**GIVEN TASK**
Return the items from the line containing "Please examine the UI shown here and identify the wind-carved" through the line containing "xmin=0 ymin=161 xmax=880 ymax=582", both included, copied character for character.

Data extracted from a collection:

>>>>

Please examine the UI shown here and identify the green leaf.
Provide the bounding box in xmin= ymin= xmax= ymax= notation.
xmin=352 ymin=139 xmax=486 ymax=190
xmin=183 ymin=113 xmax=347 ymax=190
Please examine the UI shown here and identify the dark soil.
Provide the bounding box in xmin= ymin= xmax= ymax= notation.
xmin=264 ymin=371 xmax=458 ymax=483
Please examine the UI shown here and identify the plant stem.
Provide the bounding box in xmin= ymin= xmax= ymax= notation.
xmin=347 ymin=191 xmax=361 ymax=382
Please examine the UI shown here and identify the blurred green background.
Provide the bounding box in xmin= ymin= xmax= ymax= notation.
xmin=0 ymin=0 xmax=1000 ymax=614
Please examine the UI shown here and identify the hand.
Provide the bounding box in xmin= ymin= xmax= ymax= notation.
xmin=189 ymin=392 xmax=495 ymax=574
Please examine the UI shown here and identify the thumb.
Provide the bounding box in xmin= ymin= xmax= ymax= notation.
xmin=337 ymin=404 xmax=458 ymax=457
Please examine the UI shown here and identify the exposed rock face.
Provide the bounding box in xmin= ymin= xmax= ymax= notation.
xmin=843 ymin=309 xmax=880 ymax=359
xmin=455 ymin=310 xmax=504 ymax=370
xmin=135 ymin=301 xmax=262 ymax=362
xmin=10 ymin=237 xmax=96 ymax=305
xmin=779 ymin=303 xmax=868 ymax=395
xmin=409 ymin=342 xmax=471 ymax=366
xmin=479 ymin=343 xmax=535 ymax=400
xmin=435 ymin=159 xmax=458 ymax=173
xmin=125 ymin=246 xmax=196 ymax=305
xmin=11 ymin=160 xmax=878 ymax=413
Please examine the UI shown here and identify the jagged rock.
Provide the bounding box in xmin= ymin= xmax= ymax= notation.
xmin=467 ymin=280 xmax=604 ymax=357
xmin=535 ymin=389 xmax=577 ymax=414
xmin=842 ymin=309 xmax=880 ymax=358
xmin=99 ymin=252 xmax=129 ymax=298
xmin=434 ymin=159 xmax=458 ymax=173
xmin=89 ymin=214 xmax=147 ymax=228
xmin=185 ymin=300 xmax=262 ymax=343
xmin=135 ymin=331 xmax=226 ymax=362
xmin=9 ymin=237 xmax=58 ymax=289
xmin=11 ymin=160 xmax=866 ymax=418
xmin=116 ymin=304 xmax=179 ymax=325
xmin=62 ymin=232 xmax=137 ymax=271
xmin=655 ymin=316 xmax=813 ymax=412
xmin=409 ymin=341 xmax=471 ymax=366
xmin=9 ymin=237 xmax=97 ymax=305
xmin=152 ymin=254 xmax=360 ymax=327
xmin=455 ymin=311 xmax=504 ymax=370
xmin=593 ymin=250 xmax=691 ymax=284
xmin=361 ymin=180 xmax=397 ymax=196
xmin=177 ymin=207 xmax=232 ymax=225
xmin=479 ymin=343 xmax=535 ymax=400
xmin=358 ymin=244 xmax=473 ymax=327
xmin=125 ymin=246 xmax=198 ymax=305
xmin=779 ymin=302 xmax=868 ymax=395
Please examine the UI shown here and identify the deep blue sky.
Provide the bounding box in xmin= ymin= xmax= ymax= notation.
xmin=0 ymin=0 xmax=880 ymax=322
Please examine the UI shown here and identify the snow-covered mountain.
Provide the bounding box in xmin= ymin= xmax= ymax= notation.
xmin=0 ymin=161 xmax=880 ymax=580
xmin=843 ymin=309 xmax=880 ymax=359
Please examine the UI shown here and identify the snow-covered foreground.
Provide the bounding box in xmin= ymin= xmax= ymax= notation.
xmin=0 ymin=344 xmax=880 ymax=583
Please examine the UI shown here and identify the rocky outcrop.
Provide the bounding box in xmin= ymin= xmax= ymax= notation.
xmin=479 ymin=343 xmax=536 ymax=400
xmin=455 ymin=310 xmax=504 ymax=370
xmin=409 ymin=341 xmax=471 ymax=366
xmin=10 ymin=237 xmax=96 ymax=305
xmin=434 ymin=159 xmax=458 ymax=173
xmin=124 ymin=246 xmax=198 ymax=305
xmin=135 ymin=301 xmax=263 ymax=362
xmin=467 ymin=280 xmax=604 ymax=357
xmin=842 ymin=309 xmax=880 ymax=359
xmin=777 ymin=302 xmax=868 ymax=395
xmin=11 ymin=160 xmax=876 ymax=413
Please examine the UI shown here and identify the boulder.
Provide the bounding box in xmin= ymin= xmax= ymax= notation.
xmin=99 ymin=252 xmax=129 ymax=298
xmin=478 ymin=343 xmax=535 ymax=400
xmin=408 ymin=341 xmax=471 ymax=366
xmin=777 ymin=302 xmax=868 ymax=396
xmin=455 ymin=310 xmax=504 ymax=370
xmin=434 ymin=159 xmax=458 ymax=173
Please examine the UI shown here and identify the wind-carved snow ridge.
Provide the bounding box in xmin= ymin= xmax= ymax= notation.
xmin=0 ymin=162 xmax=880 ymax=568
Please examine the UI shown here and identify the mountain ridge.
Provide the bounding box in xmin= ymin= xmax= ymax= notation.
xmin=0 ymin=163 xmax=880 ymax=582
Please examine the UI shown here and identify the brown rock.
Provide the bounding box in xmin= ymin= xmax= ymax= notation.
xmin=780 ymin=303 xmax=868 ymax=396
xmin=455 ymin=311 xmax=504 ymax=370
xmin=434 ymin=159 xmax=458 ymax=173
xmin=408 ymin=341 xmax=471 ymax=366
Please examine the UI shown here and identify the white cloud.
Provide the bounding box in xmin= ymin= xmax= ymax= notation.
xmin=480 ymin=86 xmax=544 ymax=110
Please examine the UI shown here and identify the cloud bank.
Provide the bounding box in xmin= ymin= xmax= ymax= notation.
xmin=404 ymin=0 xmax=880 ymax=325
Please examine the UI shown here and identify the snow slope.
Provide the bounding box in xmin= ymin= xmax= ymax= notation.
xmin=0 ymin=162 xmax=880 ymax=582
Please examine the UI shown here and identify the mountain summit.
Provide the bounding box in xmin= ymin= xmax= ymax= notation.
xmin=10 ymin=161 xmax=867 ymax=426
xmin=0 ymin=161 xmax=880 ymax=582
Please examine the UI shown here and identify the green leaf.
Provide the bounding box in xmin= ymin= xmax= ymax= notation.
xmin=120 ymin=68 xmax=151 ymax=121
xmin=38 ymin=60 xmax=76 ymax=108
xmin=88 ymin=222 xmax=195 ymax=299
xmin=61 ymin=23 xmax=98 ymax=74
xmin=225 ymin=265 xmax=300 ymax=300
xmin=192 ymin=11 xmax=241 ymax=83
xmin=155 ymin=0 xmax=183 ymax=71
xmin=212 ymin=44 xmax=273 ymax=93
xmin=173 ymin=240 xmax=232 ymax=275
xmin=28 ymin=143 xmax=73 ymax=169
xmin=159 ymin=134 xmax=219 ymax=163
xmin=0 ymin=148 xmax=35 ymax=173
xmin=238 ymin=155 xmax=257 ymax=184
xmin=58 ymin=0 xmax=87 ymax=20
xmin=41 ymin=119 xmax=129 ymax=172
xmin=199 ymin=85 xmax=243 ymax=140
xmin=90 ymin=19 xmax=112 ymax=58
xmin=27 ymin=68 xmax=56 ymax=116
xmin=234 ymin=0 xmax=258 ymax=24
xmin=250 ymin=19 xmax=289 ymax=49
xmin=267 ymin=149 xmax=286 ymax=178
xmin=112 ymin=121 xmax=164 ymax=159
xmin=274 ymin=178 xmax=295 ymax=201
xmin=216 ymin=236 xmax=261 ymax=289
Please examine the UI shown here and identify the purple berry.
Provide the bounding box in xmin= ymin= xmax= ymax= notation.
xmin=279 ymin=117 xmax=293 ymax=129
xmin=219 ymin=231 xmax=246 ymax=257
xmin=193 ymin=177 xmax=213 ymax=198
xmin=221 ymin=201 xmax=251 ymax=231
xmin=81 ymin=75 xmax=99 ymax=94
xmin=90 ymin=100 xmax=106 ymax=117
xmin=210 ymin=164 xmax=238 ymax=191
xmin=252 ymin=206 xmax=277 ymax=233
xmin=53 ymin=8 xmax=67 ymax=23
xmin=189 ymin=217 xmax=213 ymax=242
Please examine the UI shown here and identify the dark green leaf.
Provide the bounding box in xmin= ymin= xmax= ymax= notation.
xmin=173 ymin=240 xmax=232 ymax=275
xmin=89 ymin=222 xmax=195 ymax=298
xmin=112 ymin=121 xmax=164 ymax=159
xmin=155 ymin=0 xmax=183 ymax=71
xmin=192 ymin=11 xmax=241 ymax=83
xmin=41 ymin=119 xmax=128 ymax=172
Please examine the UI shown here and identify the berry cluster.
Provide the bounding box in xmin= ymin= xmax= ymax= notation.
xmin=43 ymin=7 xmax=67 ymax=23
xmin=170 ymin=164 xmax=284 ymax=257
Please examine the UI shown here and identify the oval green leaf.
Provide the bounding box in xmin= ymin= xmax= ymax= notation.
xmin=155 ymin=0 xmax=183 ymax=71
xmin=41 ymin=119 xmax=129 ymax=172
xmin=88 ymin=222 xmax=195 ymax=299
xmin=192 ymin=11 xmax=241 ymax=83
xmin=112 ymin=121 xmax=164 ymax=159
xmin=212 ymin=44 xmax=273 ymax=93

<<<<

**THE REPLY**
Please examine the UI shown here and identify the wind-carved snow ridge.
Provide the bounding box in xmin= ymin= xmax= ymax= notation.
xmin=0 ymin=162 xmax=880 ymax=568
Please examine the UI shown here and identify the mountain ridge.
Provide the bounding box in xmin= ymin= xmax= ymax= notation.
xmin=0 ymin=163 xmax=880 ymax=582
Please examine the UI shown here and identify the brown rock.
Provide the bounding box in xmin= ymin= xmax= ymax= notation.
xmin=780 ymin=303 xmax=868 ymax=396
xmin=455 ymin=311 xmax=504 ymax=370
xmin=434 ymin=159 xmax=458 ymax=173
xmin=408 ymin=341 xmax=471 ymax=366
Please examine the UI shown here and identify the white cloud.
Provide the bounding box in xmin= ymin= xmax= ymax= notation.
xmin=480 ymin=86 xmax=544 ymax=110
Please examine the UI shown here and identify the cloud bank.
Provide the bounding box in xmin= ymin= xmax= ymax= notation.
xmin=404 ymin=0 xmax=880 ymax=325
Please examine the UI shown here and identify the snow slope.
Provide the bounding box in xmin= ymin= xmax= ymax= notation.
xmin=0 ymin=162 xmax=880 ymax=582
Please examine the UI shown here and identify the mountain summit.
Provide the bounding box in xmin= ymin= xmax= ymax= notation.
xmin=10 ymin=161 xmax=867 ymax=426
xmin=0 ymin=161 xmax=880 ymax=582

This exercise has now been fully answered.